TASK DIRECTIONS
Using the gender dysphoria text, explain in one to three sentences why the condition has recently been covered in the mainstream media.

TEXT PASSAGE
EDITOR’S NOTE: Kathy Pride is continuing her reporting on health issues that have been covered in the national news media as they relate to ICD-10.
Gender identity disorder (GID) is the formal diagnosis used by healthcare professionals to denote persons who experience significant gender dysphoria (GD). GD is defined by the DSM-V as a condition characterized by the distress that may accompany the incongruence between one’s experienced or expressed gender and one’s assigned gender determined at birth. Individuals with GD experience confusion associated with their biological gender during their childhood, adolescence, and/or adulthood. These individuals also demonstrate clinically significant distress or impairment in social, occupational, or other important areas of functioning.
In recent months, GD has been covered by the mainstream media, first with the highly publicized suicide of teenager Taylor Alesana and most recently the revelations of former track and field champion Bruce Jenner in his 20/20 interview with Diane Sawyer. GD is characterized by the desire to have the anatomy of the opposite sex and the desire to be regarded by others as a member of the opposite sex.
Most major insurance, including Medicare, cover gender reassignment surgery under very specific guidelines. Though there are many similarities in the medical policies for gender reassignment surgery among the various major insurance companies, if the provider you work for is providing this service, you will need to find the medical policy specific to your patient’s insurance.

DATASET EXCERPTS

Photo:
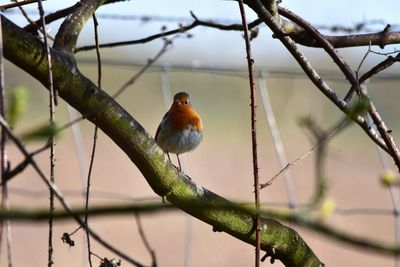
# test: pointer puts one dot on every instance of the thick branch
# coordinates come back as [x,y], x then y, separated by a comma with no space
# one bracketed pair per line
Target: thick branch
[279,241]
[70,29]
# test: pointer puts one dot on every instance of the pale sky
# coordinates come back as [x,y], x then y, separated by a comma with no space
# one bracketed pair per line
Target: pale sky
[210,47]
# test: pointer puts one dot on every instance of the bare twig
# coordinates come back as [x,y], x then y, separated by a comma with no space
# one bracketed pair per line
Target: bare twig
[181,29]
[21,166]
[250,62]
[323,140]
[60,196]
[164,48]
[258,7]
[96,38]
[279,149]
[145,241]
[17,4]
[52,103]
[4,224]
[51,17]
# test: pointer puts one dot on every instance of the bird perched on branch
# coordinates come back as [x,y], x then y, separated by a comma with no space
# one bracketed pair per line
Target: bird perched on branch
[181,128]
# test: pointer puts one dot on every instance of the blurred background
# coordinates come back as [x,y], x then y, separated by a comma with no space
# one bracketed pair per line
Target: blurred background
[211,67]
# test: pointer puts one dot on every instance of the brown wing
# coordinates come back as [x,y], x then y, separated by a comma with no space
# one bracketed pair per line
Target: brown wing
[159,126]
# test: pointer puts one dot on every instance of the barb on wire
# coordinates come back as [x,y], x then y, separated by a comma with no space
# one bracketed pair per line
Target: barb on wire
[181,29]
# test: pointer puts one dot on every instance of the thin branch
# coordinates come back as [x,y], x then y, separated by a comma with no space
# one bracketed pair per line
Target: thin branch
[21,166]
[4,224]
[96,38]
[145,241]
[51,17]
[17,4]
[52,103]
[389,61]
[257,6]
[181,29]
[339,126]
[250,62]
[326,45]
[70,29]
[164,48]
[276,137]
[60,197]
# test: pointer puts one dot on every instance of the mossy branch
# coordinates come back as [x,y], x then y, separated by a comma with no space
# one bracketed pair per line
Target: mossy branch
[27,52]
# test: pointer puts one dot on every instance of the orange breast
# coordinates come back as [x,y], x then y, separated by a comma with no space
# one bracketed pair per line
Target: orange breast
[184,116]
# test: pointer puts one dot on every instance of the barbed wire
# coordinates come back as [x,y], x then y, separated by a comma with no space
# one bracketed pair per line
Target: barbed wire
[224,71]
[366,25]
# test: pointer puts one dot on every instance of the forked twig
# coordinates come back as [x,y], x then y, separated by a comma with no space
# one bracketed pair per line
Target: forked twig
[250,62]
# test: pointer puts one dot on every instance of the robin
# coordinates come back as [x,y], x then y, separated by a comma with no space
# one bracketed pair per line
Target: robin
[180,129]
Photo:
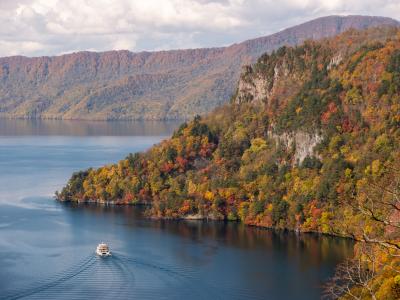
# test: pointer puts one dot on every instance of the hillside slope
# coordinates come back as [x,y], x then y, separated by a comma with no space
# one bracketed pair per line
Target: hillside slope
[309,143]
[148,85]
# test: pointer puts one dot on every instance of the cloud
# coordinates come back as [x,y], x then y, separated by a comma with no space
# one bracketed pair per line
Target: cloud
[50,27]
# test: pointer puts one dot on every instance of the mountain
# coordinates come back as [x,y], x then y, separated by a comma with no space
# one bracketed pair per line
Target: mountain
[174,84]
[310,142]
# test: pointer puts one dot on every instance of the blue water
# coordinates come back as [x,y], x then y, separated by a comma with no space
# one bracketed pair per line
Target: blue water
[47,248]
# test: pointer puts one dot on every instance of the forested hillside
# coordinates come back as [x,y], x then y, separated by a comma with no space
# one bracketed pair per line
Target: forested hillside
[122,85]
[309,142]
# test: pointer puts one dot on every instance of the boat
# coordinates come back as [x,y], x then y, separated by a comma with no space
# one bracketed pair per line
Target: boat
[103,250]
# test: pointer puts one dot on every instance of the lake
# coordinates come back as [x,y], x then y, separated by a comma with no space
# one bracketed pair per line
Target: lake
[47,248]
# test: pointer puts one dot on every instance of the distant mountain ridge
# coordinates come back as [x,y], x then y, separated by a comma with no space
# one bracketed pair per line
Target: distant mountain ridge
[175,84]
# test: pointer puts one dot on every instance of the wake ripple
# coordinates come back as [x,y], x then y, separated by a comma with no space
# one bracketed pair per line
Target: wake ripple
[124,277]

...

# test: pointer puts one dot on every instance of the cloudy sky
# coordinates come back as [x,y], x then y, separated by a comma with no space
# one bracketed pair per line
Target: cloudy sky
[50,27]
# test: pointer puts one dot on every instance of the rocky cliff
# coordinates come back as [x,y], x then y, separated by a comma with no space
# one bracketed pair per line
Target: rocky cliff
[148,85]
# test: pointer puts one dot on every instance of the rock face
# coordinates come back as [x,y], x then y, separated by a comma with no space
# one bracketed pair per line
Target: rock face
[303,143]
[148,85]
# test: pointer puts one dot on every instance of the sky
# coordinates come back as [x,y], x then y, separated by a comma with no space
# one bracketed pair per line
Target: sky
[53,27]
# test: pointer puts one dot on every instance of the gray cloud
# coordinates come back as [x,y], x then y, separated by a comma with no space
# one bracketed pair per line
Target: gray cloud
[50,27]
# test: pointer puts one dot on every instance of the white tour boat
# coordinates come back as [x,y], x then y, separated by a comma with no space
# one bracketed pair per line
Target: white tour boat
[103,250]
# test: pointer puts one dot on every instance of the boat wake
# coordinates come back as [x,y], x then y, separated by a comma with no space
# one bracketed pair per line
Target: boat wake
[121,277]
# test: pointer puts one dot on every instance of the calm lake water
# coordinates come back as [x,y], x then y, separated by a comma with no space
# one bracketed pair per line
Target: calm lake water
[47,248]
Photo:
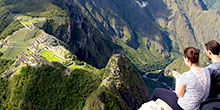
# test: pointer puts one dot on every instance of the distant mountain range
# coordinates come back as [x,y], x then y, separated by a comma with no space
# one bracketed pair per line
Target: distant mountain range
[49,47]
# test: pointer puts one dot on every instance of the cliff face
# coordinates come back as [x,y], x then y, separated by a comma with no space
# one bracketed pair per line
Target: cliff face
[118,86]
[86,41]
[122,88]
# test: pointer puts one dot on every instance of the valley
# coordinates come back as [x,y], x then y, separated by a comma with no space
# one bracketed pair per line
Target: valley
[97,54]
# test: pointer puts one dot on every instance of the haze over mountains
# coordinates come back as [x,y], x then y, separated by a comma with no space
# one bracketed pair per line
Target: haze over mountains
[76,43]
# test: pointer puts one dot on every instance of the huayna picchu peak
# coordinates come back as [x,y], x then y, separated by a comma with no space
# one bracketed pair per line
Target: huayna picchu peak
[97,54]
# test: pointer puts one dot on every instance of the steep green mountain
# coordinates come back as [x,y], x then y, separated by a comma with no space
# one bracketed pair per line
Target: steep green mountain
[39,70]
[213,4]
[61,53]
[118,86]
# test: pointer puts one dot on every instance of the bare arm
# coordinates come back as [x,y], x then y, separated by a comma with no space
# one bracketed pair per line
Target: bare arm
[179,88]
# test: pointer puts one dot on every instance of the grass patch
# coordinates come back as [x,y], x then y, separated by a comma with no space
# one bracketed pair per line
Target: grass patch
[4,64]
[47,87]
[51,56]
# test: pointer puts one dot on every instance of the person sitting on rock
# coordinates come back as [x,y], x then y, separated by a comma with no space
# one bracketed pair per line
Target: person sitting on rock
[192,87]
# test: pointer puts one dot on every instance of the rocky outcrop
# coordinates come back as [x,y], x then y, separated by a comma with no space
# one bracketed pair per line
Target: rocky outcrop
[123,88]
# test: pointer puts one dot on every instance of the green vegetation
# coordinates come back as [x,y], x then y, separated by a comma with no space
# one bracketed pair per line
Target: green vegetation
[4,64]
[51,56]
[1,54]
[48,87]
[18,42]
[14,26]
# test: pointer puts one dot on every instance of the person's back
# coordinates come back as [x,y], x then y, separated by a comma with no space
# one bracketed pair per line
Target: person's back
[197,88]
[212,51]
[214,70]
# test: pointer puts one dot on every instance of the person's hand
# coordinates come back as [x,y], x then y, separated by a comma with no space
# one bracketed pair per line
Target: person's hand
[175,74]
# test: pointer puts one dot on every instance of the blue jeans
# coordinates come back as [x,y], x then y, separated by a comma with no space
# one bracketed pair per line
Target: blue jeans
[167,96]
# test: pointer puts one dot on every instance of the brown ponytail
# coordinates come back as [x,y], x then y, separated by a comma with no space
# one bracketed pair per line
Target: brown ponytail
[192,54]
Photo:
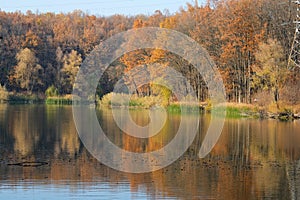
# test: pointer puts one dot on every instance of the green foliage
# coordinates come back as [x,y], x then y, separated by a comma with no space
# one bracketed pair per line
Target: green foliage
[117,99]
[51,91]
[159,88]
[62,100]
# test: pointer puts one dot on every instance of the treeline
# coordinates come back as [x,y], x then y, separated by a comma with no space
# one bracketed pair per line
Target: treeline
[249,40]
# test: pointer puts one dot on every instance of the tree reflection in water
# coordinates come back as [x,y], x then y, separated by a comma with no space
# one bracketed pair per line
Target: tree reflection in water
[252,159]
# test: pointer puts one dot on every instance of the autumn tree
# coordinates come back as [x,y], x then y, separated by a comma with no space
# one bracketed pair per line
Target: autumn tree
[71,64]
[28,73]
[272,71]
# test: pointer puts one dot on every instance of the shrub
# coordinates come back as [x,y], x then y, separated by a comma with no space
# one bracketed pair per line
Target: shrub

ANSWER BOX
Gender dysphoria first drew mainstream coverage through the highly publicized suicide of teenager Taylor Alesana. Coverage followed most recently from the revelations of former track and field champion Bruce Jenner in his 20/20 interview with Diane Sawyer.